## Task material
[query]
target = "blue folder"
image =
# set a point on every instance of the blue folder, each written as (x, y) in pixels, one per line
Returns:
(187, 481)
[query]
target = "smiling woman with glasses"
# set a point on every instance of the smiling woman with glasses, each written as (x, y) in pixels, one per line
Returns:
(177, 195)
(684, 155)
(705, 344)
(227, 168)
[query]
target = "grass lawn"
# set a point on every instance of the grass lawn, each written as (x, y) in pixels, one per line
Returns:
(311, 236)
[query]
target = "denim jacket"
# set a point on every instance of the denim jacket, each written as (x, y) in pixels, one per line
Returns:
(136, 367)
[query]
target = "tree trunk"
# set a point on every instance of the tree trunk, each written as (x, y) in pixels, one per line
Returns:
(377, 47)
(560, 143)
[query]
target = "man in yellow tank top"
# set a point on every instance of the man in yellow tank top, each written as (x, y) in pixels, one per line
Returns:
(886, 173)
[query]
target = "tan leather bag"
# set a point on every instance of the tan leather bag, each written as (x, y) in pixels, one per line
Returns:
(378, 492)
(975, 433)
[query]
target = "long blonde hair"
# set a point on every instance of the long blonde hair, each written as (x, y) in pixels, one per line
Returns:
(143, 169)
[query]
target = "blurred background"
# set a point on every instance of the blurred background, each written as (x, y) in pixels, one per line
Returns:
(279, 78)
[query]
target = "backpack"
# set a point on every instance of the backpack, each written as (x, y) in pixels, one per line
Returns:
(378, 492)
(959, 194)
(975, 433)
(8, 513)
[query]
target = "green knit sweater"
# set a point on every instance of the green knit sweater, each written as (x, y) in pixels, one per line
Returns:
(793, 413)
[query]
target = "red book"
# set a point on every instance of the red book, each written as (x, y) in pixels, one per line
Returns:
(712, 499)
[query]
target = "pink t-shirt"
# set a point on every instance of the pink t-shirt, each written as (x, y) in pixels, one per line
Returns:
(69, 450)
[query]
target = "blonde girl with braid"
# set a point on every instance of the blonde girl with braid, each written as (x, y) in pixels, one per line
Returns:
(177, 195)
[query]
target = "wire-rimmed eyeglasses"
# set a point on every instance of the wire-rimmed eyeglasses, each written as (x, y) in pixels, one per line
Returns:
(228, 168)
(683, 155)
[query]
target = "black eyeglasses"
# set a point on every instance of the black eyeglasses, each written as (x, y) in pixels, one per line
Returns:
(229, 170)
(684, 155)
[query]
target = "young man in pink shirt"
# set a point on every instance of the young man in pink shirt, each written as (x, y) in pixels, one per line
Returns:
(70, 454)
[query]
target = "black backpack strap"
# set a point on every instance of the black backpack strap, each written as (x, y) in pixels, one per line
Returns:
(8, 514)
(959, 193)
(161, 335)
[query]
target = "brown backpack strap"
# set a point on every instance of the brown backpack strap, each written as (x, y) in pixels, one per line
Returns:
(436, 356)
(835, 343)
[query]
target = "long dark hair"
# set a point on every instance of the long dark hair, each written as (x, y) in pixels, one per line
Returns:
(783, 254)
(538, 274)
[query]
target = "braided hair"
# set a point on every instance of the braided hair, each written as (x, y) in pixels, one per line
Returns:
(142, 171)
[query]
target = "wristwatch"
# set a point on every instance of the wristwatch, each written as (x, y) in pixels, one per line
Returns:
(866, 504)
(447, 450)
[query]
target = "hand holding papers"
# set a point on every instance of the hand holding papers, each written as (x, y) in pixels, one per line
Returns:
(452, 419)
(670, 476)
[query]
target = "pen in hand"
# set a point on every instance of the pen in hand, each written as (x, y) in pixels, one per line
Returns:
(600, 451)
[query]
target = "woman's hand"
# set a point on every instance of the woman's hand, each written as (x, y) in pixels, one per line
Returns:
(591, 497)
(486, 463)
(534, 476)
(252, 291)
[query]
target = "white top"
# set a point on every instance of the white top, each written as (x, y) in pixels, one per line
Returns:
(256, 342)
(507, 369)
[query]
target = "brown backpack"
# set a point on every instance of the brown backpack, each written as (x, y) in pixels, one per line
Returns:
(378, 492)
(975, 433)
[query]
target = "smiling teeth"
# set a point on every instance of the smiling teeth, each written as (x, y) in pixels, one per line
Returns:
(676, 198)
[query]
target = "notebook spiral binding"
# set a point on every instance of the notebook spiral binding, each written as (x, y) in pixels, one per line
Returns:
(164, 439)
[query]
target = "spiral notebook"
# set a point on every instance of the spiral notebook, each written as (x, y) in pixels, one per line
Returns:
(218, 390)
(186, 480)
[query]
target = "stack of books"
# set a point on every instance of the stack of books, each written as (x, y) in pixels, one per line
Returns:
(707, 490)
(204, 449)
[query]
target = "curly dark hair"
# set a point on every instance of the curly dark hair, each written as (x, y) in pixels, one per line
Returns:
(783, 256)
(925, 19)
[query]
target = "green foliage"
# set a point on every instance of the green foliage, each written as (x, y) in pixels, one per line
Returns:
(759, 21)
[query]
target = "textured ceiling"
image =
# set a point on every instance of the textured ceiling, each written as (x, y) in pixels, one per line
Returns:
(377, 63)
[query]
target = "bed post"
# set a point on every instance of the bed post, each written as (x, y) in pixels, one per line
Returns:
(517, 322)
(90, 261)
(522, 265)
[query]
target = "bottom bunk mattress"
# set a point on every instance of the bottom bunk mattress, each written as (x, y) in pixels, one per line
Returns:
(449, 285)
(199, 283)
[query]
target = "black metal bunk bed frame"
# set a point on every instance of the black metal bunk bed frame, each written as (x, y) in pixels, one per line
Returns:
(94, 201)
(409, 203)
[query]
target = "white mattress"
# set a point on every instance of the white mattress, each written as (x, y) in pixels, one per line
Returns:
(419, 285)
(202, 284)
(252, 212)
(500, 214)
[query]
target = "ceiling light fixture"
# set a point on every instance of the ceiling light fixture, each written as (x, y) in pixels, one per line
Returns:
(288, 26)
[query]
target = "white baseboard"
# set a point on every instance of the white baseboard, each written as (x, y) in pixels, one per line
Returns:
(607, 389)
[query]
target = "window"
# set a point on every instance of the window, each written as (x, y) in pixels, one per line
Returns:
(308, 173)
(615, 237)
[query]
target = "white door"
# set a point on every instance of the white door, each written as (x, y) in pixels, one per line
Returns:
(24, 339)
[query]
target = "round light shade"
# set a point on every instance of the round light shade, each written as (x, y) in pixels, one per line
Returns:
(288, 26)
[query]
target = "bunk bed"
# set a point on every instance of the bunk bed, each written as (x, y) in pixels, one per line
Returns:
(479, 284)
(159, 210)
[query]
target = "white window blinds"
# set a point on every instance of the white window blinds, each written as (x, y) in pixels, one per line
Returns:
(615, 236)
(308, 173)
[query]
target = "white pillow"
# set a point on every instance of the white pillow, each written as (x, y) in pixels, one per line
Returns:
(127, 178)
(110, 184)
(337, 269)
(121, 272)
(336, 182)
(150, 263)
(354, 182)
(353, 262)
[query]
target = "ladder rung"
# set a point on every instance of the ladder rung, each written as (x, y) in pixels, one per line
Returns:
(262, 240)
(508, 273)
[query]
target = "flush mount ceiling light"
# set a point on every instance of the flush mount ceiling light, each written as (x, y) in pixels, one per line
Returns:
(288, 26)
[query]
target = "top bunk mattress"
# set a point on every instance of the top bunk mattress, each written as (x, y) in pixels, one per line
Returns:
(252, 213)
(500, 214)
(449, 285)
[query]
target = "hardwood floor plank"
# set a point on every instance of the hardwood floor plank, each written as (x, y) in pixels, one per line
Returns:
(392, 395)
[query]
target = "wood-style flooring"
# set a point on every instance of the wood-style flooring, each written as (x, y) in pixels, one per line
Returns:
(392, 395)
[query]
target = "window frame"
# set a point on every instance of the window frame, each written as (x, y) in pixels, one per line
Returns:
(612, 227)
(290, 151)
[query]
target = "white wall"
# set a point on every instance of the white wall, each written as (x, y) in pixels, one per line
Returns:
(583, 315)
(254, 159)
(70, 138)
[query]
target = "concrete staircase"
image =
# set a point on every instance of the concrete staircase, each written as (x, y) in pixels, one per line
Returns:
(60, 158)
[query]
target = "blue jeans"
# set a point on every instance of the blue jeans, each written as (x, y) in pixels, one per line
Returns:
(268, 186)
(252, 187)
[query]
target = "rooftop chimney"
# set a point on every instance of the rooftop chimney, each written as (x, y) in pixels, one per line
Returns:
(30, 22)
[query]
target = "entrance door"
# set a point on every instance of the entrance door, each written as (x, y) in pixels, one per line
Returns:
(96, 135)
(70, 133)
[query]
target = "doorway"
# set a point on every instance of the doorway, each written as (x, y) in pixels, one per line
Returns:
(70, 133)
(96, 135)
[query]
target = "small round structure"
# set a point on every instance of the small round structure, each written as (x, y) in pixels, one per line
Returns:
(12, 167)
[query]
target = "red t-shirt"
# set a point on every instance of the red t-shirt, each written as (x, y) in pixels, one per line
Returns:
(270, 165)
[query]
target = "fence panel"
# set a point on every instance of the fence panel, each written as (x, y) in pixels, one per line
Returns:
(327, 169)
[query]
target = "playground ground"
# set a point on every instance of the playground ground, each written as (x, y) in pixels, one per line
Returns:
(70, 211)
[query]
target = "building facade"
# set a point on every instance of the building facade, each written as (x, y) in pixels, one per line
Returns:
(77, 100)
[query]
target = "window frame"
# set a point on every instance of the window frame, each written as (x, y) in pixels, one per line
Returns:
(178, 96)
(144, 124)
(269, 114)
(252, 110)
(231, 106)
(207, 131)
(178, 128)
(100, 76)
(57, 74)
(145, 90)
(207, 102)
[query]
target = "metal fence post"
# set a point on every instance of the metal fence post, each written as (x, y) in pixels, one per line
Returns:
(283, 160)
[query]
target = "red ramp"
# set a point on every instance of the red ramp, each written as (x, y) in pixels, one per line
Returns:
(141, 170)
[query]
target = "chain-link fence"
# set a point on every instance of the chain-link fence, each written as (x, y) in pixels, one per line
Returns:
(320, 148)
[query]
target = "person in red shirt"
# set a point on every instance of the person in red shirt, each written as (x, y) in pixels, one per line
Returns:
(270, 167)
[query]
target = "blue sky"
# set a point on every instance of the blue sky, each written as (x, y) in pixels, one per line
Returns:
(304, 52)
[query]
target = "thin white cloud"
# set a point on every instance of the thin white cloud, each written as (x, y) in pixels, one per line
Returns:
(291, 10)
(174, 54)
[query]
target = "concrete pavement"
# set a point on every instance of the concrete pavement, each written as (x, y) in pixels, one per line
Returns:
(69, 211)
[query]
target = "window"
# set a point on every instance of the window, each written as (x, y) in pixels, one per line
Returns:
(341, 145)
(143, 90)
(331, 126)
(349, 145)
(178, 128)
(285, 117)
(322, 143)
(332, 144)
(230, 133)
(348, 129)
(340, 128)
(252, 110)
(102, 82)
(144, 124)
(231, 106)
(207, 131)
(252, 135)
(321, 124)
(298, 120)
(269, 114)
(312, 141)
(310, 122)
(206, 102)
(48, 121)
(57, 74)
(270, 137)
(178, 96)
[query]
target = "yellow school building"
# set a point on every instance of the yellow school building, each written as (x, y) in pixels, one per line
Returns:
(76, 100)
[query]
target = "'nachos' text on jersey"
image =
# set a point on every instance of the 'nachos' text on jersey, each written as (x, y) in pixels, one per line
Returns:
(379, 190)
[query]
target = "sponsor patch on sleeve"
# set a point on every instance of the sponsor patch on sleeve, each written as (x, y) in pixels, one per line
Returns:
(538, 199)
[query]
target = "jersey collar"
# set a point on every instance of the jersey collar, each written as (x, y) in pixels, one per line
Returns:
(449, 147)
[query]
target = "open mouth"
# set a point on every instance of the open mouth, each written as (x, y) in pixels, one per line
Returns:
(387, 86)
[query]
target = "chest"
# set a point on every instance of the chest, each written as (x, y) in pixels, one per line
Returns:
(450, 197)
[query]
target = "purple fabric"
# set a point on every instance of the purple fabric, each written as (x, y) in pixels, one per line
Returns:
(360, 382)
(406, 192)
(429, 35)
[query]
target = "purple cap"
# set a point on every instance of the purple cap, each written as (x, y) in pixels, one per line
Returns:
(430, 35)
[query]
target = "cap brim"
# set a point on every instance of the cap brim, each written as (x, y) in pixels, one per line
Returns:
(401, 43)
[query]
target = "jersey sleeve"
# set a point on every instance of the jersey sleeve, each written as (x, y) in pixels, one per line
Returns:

## Problem
Please gather every line of the listing above that contains the string "backpack", copying each one in full.

## Task result
target = "backpack"
# set a point on every instance of the backpack, each written as (x, y) in pixels, one per line
target = "black backpack strap"
# set a point on every instance of the black backpack strap, each written as (x, y) in pixels, one per line
target = "brown backpack strap"
# set a point on every instance of the brown backpack strap, each written as (x, y) in pixels, one per line
target = "brown backpack"
# set a point on every instance of the brown backpack, each written as (x, y) in pixels, one per line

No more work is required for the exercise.